REQUIREMENT >>
Locate every row below that contains the string "woman" and copy each of those rows in full.

[Begin]

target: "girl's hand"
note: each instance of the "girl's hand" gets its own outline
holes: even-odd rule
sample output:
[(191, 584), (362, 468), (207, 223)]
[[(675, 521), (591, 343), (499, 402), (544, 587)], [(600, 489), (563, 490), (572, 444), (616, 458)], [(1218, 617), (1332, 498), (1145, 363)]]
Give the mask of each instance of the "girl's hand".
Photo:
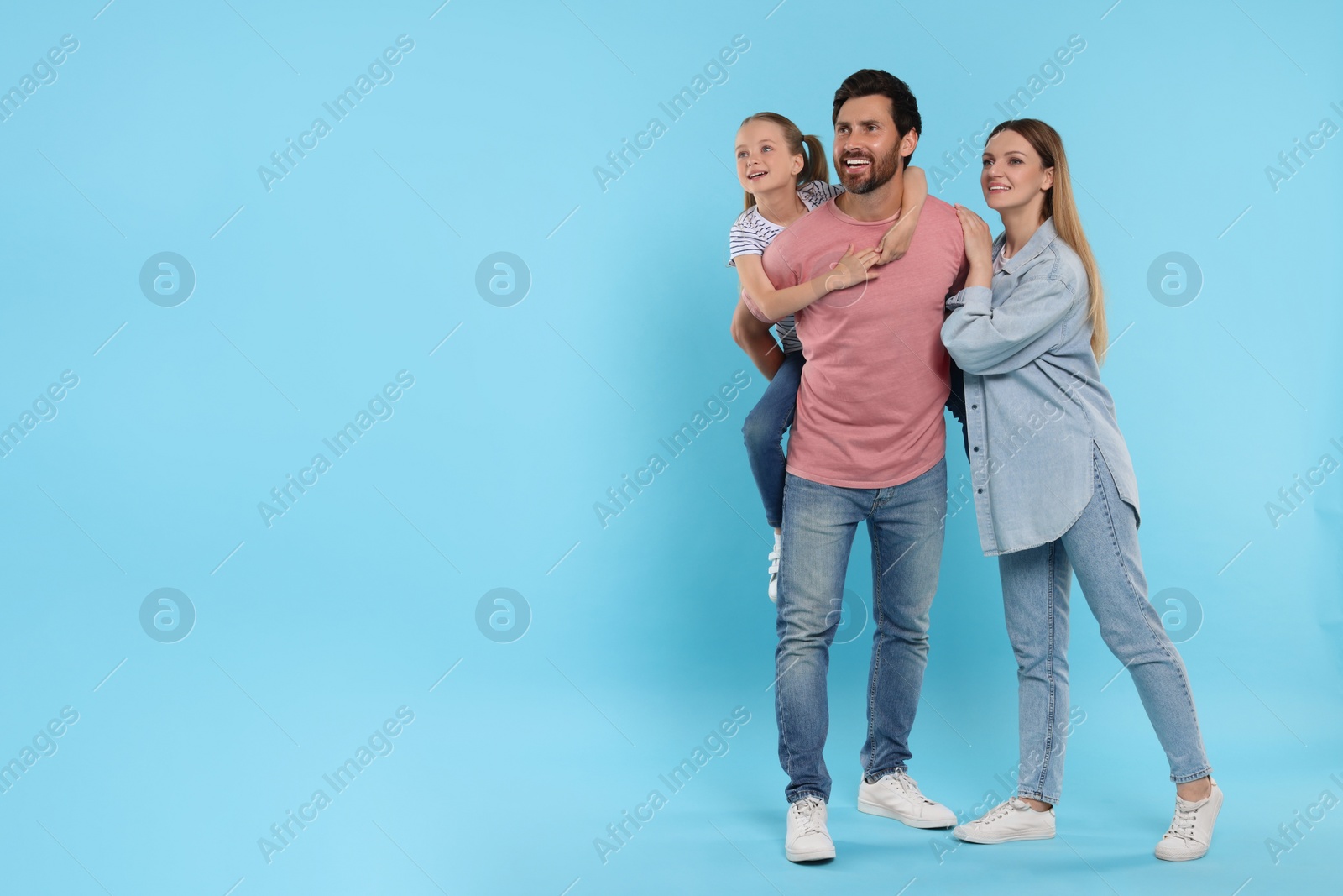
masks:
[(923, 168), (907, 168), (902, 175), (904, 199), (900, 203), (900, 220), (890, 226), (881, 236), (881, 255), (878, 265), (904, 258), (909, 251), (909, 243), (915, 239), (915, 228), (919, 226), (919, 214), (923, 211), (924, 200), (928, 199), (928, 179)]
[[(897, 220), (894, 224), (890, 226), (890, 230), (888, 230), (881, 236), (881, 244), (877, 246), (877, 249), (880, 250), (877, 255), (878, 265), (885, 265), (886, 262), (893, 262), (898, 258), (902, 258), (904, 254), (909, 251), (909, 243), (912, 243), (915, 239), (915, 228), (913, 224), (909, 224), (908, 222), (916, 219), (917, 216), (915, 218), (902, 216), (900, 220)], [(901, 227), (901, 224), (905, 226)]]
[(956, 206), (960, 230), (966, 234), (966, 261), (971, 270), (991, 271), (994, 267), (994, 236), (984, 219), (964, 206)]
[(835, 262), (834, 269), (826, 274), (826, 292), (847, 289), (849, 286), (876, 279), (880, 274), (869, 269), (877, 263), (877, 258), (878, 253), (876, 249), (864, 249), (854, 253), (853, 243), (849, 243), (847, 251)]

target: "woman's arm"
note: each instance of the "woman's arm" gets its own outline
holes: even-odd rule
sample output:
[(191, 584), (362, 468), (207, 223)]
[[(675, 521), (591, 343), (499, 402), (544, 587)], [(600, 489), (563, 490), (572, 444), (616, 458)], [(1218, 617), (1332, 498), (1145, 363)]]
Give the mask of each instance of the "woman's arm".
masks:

[End]
[Begin]

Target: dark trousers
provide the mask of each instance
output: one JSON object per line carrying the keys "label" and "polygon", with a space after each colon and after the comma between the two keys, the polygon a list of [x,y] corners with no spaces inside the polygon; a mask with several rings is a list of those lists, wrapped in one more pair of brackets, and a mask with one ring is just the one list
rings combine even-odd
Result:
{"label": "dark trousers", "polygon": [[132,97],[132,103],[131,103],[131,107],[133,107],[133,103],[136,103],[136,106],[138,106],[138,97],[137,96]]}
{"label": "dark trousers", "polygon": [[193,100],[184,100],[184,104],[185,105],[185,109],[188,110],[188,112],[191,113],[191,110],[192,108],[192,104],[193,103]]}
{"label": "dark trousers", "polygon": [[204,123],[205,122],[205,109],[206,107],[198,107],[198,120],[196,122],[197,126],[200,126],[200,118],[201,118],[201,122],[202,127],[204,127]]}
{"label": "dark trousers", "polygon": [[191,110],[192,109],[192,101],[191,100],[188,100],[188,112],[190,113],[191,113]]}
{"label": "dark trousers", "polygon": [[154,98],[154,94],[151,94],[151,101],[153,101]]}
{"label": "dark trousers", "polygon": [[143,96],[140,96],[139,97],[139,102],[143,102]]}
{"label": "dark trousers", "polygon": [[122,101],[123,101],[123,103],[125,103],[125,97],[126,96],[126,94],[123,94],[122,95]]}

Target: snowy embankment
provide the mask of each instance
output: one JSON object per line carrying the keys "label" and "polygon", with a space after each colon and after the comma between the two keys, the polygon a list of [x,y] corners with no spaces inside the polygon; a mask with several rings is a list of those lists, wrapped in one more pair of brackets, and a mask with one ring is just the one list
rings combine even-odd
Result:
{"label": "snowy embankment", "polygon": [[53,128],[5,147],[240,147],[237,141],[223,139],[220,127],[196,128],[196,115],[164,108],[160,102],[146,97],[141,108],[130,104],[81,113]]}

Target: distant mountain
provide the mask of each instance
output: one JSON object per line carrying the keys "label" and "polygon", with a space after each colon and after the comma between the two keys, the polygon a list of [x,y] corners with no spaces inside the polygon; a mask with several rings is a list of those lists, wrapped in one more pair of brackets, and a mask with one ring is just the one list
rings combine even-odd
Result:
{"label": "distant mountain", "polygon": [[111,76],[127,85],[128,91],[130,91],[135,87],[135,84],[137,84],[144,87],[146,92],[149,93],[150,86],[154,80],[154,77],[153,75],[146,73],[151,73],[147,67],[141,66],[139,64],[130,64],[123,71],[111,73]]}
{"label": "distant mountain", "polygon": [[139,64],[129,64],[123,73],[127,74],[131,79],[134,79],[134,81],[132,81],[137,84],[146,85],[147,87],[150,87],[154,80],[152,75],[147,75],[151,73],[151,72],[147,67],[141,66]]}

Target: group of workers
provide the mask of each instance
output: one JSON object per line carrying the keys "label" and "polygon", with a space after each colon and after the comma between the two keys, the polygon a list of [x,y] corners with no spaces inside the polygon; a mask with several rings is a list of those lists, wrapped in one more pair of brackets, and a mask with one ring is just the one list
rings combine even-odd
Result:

[End]

WRITTEN RESPONSE >>
target: "woman's arm"
note: each instance of the "woman's arm" gets its own outline
Give the mask of each instance of the "woman's arm".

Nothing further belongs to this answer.